*TASK 1*
According to the sermon passage below, which three people did Jesus raise from the dead?

•••

And Jesus does say the word, and the servant is healed.
Right after that Jesus goes to the village of Nain,
and does the same thing, only on a much more astonishing scale.
The young man in Nain isn’t sick, he’s dead.
Jesus performed many amazing miracles,
but none shows his divine power more than
the 3 times he raised the dead back to life:
of course, Lazarus,
and the daughter of Jairus,
and the widow of Nain’s son.
Who can raise the dead, but God alone?
In today’s first reading, Elijah goes through an elaborate ritual and prayer,
but in the end it’s all to ask God to raise the boy from the dead.
And yet Jesus doesn’t ask his Father a thing: he raises the dead himself,
with just a few simple words:
“Lazarus come out!”
“Talitha koum,” … “Little girl, I say to you, arise””
and “Young man, I tell you, arise!”
The power of the word of God,
spoken in the flesh by the Word of God made flesh, Jesus.
This leads us to the second lesson we learn from this story,
about the humanity of Jesus
—the Divine Word who became a flesh and blood human being.
As St. Paul tells us, “he was like us in all things but sin.”
God the Son stripped himself of his divine heavenly glory
to enter into and share in our humanity,
so that as a human being he could
show us an example,
represent us before His Father,
and, most wonderfully, so he could suffer with us and for us.

•••

*TASK 2*
Count the lines of the records below that contain the string "white", treating case as significant, and give only the number.

*DATA FOR PROCESSING*
•••

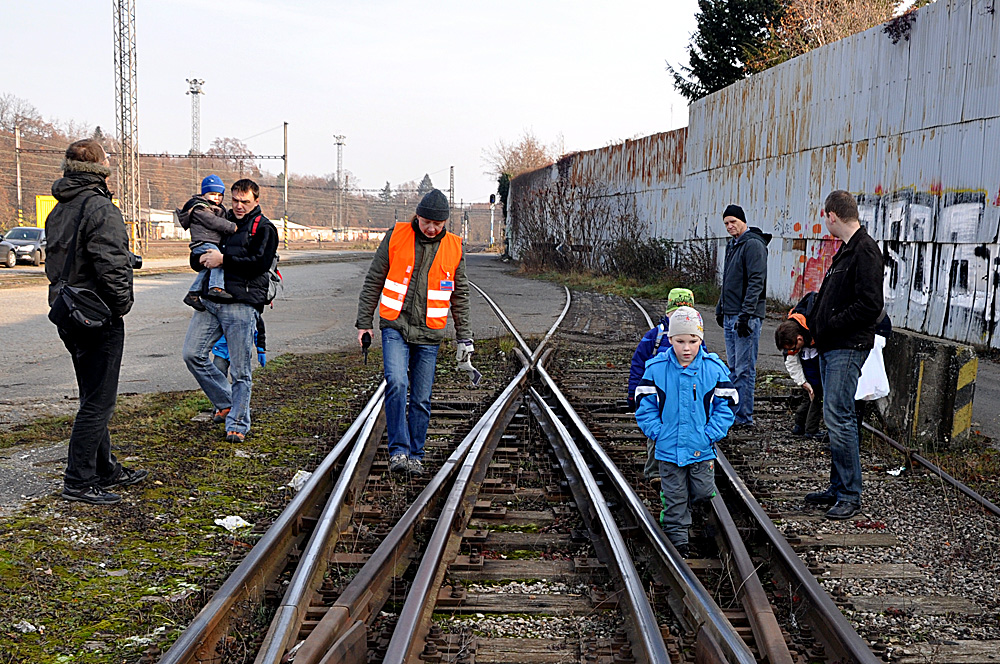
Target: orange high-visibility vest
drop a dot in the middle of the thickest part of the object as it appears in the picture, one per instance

•••

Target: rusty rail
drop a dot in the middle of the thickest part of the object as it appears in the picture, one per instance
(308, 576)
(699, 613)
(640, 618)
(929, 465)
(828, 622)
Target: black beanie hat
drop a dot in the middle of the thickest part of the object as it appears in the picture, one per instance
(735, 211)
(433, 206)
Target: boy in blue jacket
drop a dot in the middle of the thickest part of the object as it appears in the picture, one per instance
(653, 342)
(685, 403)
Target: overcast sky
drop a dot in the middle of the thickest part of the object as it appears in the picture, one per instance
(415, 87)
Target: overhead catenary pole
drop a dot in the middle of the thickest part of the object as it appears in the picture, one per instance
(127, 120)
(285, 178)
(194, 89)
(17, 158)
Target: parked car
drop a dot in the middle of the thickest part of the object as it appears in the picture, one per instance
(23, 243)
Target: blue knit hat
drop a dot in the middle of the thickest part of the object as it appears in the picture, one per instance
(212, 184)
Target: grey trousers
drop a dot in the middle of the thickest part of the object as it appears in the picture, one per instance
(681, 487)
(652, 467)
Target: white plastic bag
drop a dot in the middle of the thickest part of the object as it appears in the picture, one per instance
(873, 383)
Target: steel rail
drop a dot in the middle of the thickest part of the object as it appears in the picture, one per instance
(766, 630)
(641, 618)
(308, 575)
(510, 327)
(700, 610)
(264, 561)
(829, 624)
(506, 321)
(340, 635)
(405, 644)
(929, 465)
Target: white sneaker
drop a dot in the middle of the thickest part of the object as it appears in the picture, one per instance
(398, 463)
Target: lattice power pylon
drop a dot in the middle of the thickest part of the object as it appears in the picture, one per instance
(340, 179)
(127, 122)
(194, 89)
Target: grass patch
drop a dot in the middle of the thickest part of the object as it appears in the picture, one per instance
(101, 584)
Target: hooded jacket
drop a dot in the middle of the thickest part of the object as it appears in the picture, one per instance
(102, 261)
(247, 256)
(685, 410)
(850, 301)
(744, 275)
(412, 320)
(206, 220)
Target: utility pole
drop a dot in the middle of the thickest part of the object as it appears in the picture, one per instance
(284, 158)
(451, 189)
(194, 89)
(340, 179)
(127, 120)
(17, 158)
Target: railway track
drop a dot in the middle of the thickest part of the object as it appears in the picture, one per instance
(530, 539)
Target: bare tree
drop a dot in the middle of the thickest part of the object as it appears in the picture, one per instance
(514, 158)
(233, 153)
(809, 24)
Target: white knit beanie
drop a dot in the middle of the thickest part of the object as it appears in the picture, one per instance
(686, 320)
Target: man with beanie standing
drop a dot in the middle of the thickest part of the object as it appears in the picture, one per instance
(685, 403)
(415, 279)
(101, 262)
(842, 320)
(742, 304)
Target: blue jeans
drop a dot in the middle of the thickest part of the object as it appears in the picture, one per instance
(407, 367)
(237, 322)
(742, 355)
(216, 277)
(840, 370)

•••

*TASK RESPONSE 1*
Lazarus, the daughter of Jairus, and the widow of Nain's son.

*TASK RESPONSE 2*
3